● **Polecenie**: Przepisz wiernie, wiersz po wierszu, wszystkie poniższe rekordy. Obrazy pomiń w odpowiedzi.

● **Dane źródłowe**:
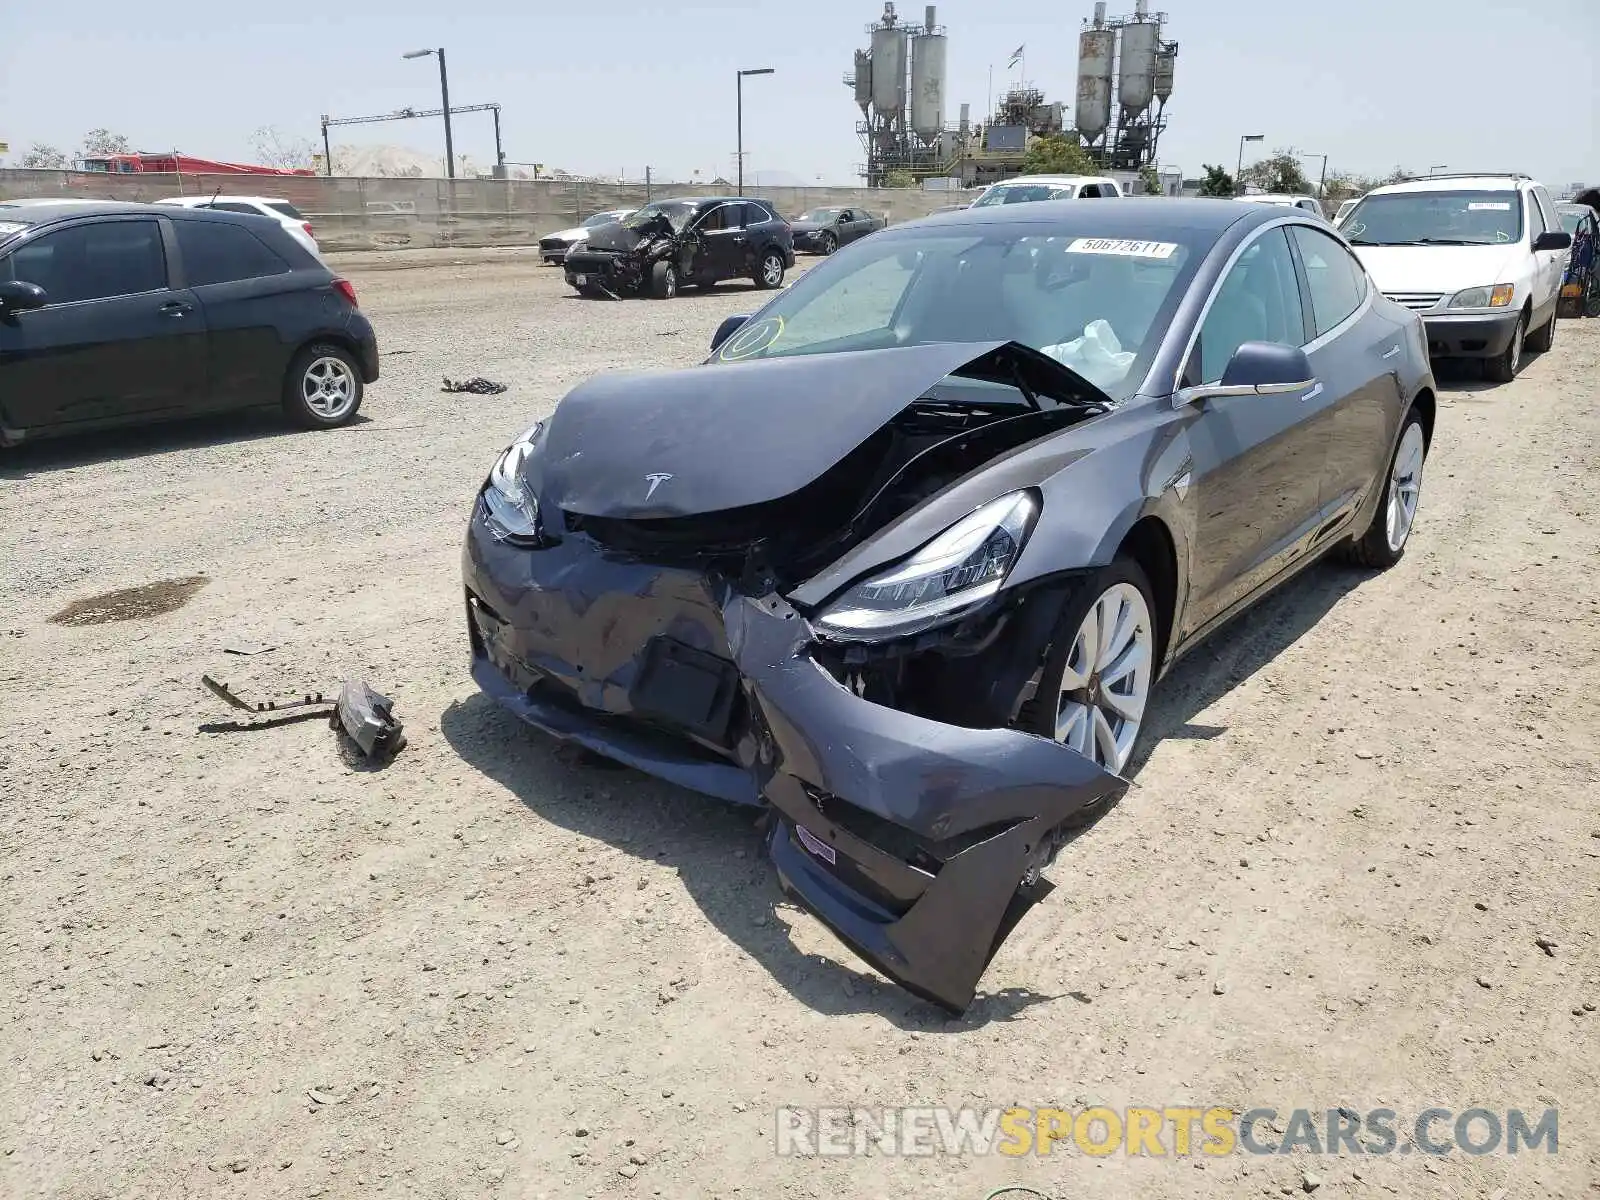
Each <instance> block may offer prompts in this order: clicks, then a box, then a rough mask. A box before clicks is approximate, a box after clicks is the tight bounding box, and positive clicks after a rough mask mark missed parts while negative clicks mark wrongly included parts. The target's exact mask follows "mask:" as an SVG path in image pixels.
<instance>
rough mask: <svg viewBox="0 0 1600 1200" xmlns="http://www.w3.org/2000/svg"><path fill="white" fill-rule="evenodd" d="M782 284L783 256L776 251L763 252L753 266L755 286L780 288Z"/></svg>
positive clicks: (783, 270) (772, 287) (763, 287)
mask: <svg viewBox="0 0 1600 1200" xmlns="http://www.w3.org/2000/svg"><path fill="white" fill-rule="evenodd" d="M782 283H784V256H782V254H781V253H779V251H778V250H763V251H762V258H760V259H758V261H757V264H755V286H758V288H781V286H782Z"/></svg>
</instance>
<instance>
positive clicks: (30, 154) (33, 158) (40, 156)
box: [22, 142, 70, 171]
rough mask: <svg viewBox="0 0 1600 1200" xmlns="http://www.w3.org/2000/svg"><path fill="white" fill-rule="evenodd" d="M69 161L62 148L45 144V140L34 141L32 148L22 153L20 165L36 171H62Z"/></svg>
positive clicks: (67, 164)
mask: <svg viewBox="0 0 1600 1200" xmlns="http://www.w3.org/2000/svg"><path fill="white" fill-rule="evenodd" d="M69 165H70V163H69V162H67V155H66V154H64V152H62V150H58V149H56V147H54V146H45V142H34V146H32V149H29V152H27V154H24V155H22V166H29V168H34V170H37V171H64V170H67V166H69Z"/></svg>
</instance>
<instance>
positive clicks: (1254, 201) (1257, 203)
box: [1234, 192, 1328, 221]
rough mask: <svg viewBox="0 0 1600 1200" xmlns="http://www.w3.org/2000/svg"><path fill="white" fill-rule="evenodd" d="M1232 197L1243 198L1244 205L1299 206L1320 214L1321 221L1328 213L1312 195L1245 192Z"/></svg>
mask: <svg viewBox="0 0 1600 1200" xmlns="http://www.w3.org/2000/svg"><path fill="white" fill-rule="evenodd" d="M1234 198H1235V200H1243V202H1245V203H1246V205H1283V206H1286V208H1299V210H1302V211H1306V213H1310V214H1312V216H1320V218H1322V219H1323V221H1326V219H1328V214H1326V213H1323V211H1322V205H1320V203H1318V202H1317V197H1314V195H1291V194H1288V192H1254V194H1250V192H1246V194H1245V195H1238V197H1234Z"/></svg>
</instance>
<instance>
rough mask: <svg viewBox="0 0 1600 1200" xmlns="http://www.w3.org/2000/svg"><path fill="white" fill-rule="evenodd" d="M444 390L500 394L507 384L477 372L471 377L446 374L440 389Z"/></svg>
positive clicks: (451, 391) (478, 392)
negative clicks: (460, 376)
mask: <svg viewBox="0 0 1600 1200" xmlns="http://www.w3.org/2000/svg"><path fill="white" fill-rule="evenodd" d="M438 390H442V392H472V394H474V395H499V394H501V392H504V390H506V384H498V382H494V381H493V379H485V378H483V376H482V374H475V376H472V378H470V379H451V378H450V376H445V386H443V387H442V389H438Z"/></svg>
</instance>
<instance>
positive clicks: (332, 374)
mask: <svg viewBox="0 0 1600 1200" xmlns="http://www.w3.org/2000/svg"><path fill="white" fill-rule="evenodd" d="M341 366H342V370H341ZM363 392H365V386H363V384H362V368H360V366H358V365H357V362H355V355H352V354H350V352H349V350H346V349H344V347H342V346H334V344H333V342H312V344H310V346H307V347H304V349H302V350H301V352H299V354H296V355H294V360H293V362H291V363H290V370H288V374H285V376H283V411H285V413H286V414H288V418H290V421H293V422H294V424H298V426H301V427H302V429H338V427H339V426H347V424H350V421H354V419H355V414H357V413H358V411H360V408H362V395H363Z"/></svg>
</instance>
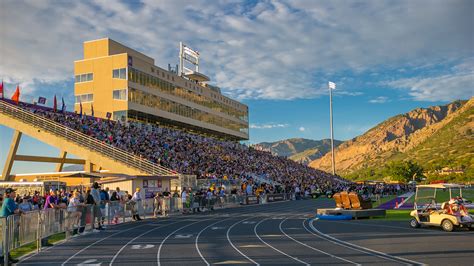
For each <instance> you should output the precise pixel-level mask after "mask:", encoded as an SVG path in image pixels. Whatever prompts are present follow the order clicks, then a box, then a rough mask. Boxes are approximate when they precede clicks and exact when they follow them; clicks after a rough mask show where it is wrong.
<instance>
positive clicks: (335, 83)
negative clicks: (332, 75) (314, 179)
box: [328, 81, 336, 175]
mask: <svg viewBox="0 0 474 266" xmlns="http://www.w3.org/2000/svg"><path fill="white" fill-rule="evenodd" d="M328 87H329V120H330V127H331V157H332V174H333V175H335V174H336V160H335V159H334V128H333V121H332V120H333V118H332V90H334V89H336V83H334V82H331V81H329V82H328Z"/></svg>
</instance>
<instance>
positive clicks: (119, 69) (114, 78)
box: [112, 68, 127, 79]
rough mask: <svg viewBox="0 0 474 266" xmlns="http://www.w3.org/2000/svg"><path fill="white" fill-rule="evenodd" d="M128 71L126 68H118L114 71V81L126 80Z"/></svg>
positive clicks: (113, 72)
mask: <svg viewBox="0 0 474 266" xmlns="http://www.w3.org/2000/svg"><path fill="white" fill-rule="evenodd" d="M126 76H127V69H126V68H117V69H114V70H112V78H114V79H126Z"/></svg>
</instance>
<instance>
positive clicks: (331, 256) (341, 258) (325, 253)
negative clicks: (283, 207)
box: [278, 218, 361, 265]
mask: <svg viewBox="0 0 474 266" xmlns="http://www.w3.org/2000/svg"><path fill="white" fill-rule="evenodd" d="M286 220H288V218H285V220H283V221H281V222H280V224H279V225H278V228H280V231H281V232H282V233H283V234H284V235H285V236H286V237H288V238H289V239H291V240H293V241H295V242H296V243H298V244H301V245H303V246H305V247H307V248H310V249H312V250H314V251H318V252H320V253H323V254H325V255H328V256H330V257H332V258H335V259H338V260H342V261H345V262H347V263H350V264H354V265H361V264H359V263H356V262H353V261H350V260H346V259H344V258H341V257H338V256H336V255H333V254H331V253H327V252H325V251H322V250H320V249H317V248H315V247H312V246H310V245H307V244H305V243H303V242H301V241H298V240H296V239H294V238H293V237H291V236H289V235H288V234H287V233H285V231H283V228H282V224H283V223H284V222H285V221H286ZM303 223H304V221H303ZM298 229H299V228H298Z"/></svg>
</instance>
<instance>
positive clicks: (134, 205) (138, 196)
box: [132, 187, 143, 221]
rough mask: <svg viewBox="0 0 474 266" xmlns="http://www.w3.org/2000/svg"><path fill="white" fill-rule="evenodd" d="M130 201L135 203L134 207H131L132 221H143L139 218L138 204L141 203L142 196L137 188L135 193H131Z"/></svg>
mask: <svg viewBox="0 0 474 266" xmlns="http://www.w3.org/2000/svg"><path fill="white" fill-rule="evenodd" d="M132 201H133V202H134V203H135V204H134V206H132V214H133V216H132V219H133V220H134V221H141V220H143V219H142V218H140V214H139V211H140V204H141V203H142V195H141V194H140V188H139V187H137V189H136V190H135V193H133V196H132Z"/></svg>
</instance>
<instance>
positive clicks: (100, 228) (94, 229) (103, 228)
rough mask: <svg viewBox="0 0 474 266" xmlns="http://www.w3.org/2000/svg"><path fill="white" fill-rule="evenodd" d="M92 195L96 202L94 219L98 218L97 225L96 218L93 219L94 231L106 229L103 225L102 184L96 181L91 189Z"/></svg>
mask: <svg viewBox="0 0 474 266" xmlns="http://www.w3.org/2000/svg"><path fill="white" fill-rule="evenodd" d="M91 196H92V197H93V198H94V204H93V205H92V208H93V210H94V211H93V213H94V219H96V220H97V227H95V226H94V219H93V220H92V227H93V228H94V229H93V232H98V230H104V228H103V227H102V224H101V221H102V213H101V210H100V204H101V202H102V200H101V198H100V185H99V183H97V182H94V184H93V185H92V189H91Z"/></svg>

● **Odpowiedź na zadanie**:
Each <instance> block may offer prompts in this order: clicks, then a box, then a rough mask. A box before clicks is approximate, a box after clicks is the tight bounding box, and positive clicks after a rough mask mark missed parts while negative clicks mark wrongly included parts. The target's exact mask follows "mask:" as an SVG path in image pixels.
<instance>
rough mask: <svg viewBox="0 0 1600 1200" xmlns="http://www.w3.org/2000/svg"><path fill="white" fill-rule="evenodd" d="M782 284L783 256L776 251L763 252L753 266L755 286L780 288Z"/></svg>
positive clicks: (783, 270) (772, 287) (763, 287)
mask: <svg viewBox="0 0 1600 1200" xmlns="http://www.w3.org/2000/svg"><path fill="white" fill-rule="evenodd" d="M782 283H784V256H782V254H781V253H779V251H778V250H763V251H762V258H760V259H758V261H757V264H755V286H758V288H781V286H782Z"/></svg>
</instance>
<instance>
positive clicks: (30, 154) (33, 158) (40, 156)
box: [22, 142, 70, 171]
rough mask: <svg viewBox="0 0 1600 1200" xmlns="http://www.w3.org/2000/svg"><path fill="white" fill-rule="evenodd" d="M69 161L62 148L45 144V140L34 141L32 148L22 153L20 165L36 171H62Z"/></svg>
positive clicks: (67, 164)
mask: <svg viewBox="0 0 1600 1200" xmlns="http://www.w3.org/2000/svg"><path fill="white" fill-rule="evenodd" d="M69 165H70V163H69V162H67V155H66V154H64V152H62V150H58V149H56V147H54V146H45V142H34V146H32V149H29V152H27V154H24V155H22V166H29V168H34V170H37V171H64V170H67V166H69Z"/></svg>
</instance>
<instance>
positive clicks: (1254, 201) (1257, 203)
box: [1234, 192, 1328, 221]
rough mask: <svg viewBox="0 0 1600 1200" xmlns="http://www.w3.org/2000/svg"><path fill="white" fill-rule="evenodd" d="M1232 197L1243 198L1244 205L1299 206L1320 214L1321 221L1328 213L1312 195L1245 192Z"/></svg>
mask: <svg viewBox="0 0 1600 1200" xmlns="http://www.w3.org/2000/svg"><path fill="white" fill-rule="evenodd" d="M1234 198H1235V200H1243V202H1245V203H1246V205H1283V206H1286V208H1299V210H1302V211H1306V213H1310V214H1312V216H1320V218H1322V219H1323V221H1326V219H1328V214H1326V213H1323V211H1322V205H1320V203H1318V202H1317V197H1314V195H1291V194H1288V192H1254V194H1250V192H1246V194H1245V195H1238V197H1234Z"/></svg>
</instance>
<instance>
rough mask: <svg viewBox="0 0 1600 1200" xmlns="http://www.w3.org/2000/svg"><path fill="white" fill-rule="evenodd" d="M444 390L500 394L507 384L477 372L471 377L446 374L440 389Z"/></svg>
positive clicks: (451, 391) (478, 392)
negative clicks: (460, 376)
mask: <svg viewBox="0 0 1600 1200" xmlns="http://www.w3.org/2000/svg"><path fill="white" fill-rule="evenodd" d="M438 390H442V392H472V394H474V395H499V394H501V392H504V390H506V384H498V382H494V381H493V379H485V378H483V376H482V374H475V376H472V378H470V379H451V378H450V376H445V386H443V387H442V389H438Z"/></svg>
</instance>
<instance>
positive clicks: (332, 374)
mask: <svg viewBox="0 0 1600 1200" xmlns="http://www.w3.org/2000/svg"><path fill="white" fill-rule="evenodd" d="M341 366H342V370H341ZM363 392H365V386H363V384H362V368H360V366H358V365H357V362H355V355H352V354H350V352H349V350H346V349H344V347H342V346H334V344H333V342H312V344H310V346H307V347H304V349H302V350H301V352H299V354H296V355H294V360H293V362H291V363H290V370H288V374H285V376H283V411H285V413H286V414H288V418H290V421H293V422H294V424H298V426H301V427H302V429H338V427H339V426H347V424H350V421H354V419H355V414H357V413H358V411H360V408H362V395H363Z"/></svg>
</instance>
For each <instance> you should output the precise pixel-level mask after "mask:", encoded as an SVG path in image pixels. Whatever prompts are present follow the order clicks, then a box, then a rough mask. Boxes are approximate when they precede clicks and exact when they follow them; clicks after a rough mask show where it is wrong.
<instance>
positive clicks: (335, 83)
negative clicks: (332, 75) (314, 179)
box: [328, 81, 336, 175]
mask: <svg viewBox="0 0 474 266" xmlns="http://www.w3.org/2000/svg"><path fill="white" fill-rule="evenodd" d="M328 87H329V120H330V127H331V157H332V174H333V175H335V174H336V160H335V159H334V128H333V121H332V120H333V118H332V90H334V89H336V83H334V82H331V81H329V82H328Z"/></svg>
</instance>
<instance>
positive clicks: (119, 69) (114, 78)
box: [112, 68, 127, 79]
rough mask: <svg viewBox="0 0 474 266" xmlns="http://www.w3.org/2000/svg"><path fill="white" fill-rule="evenodd" d="M128 71L126 68H118L114 71V81L126 80Z"/></svg>
positive clicks: (113, 72)
mask: <svg viewBox="0 0 474 266" xmlns="http://www.w3.org/2000/svg"><path fill="white" fill-rule="evenodd" d="M126 76H127V69H126V68H117V69H114V70H112V78H114V79H126Z"/></svg>
</instance>
<instance>
positive clicks: (331, 256) (341, 258) (325, 253)
negative clicks: (283, 207)
box: [278, 218, 361, 265]
mask: <svg viewBox="0 0 474 266" xmlns="http://www.w3.org/2000/svg"><path fill="white" fill-rule="evenodd" d="M286 220H288V218H285V220H283V221H281V222H280V224H279V225H278V228H280V231H281V232H282V233H283V234H284V235H285V236H286V237H288V238H289V239H291V240H293V241H295V242H296V243H298V244H301V245H303V246H305V247H307V248H310V249H312V250H314V251H318V252H320V253H323V254H325V255H328V256H330V257H332V258H335V259H338V260H342V261H345V262H347V263H350V264H354V265H361V264H359V263H356V262H353V261H350V260H346V259H344V258H341V257H338V256H336V255H333V254H331V253H327V252H325V251H322V250H320V249H317V248H315V247H312V246H310V245H307V244H305V243H303V242H301V241H298V240H296V239H294V238H293V237H291V236H289V235H288V234H287V233H285V231H283V228H282V224H283V223H284V222H285V221H286ZM303 223H304V221H303ZM298 229H299V228H298Z"/></svg>
</instance>
<instance>
positive clicks: (134, 205) (138, 196)
box: [132, 187, 143, 221]
rough mask: <svg viewBox="0 0 474 266" xmlns="http://www.w3.org/2000/svg"><path fill="white" fill-rule="evenodd" d="M130 201L135 203L134 207H131L132 221H143L139 218L138 204L141 203L142 196L137 188L135 193H131Z"/></svg>
mask: <svg viewBox="0 0 474 266" xmlns="http://www.w3.org/2000/svg"><path fill="white" fill-rule="evenodd" d="M132 201H133V202H134V203H135V204H134V206H132V214H133V216H132V219H133V220H134V221H141V220H143V219H142V218H140V214H139V211H140V204H141V203H142V195H141V194H140V188H139V187H137V189H136V190H135V193H133V196H132Z"/></svg>
</instance>
<instance>
positive clicks: (100, 228) (94, 229) (103, 228)
rough mask: <svg viewBox="0 0 474 266" xmlns="http://www.w3.org/2000/svg"><path fill="white" fill-rule="evenodd" d="M92 195L96 202L94 219L98 218L97 225L96 218L93 219L94 231L106 229L103 225L102 184L96 181L91 189Z"/></svg>
mask: <svg viewBox="0 0 474 266" xmlns="http://www.w3.org/2000/svg"><path fill="white" fill-rule="evenodd" d="M91 196H92V197H93V198H94V204H93V205H92V208H93V210H94V211H93V213H94V219H96V220H97V227H95V226H94V219H93V220H92V227H93V228H94V229H93V232H98V230H104V228H103V227H102V224H101V221H102V213H101V210H100V204H101V202H102V200H101V198H100V185H99V183H97V182H94V184H93V185H92V189H91Z"/></svg>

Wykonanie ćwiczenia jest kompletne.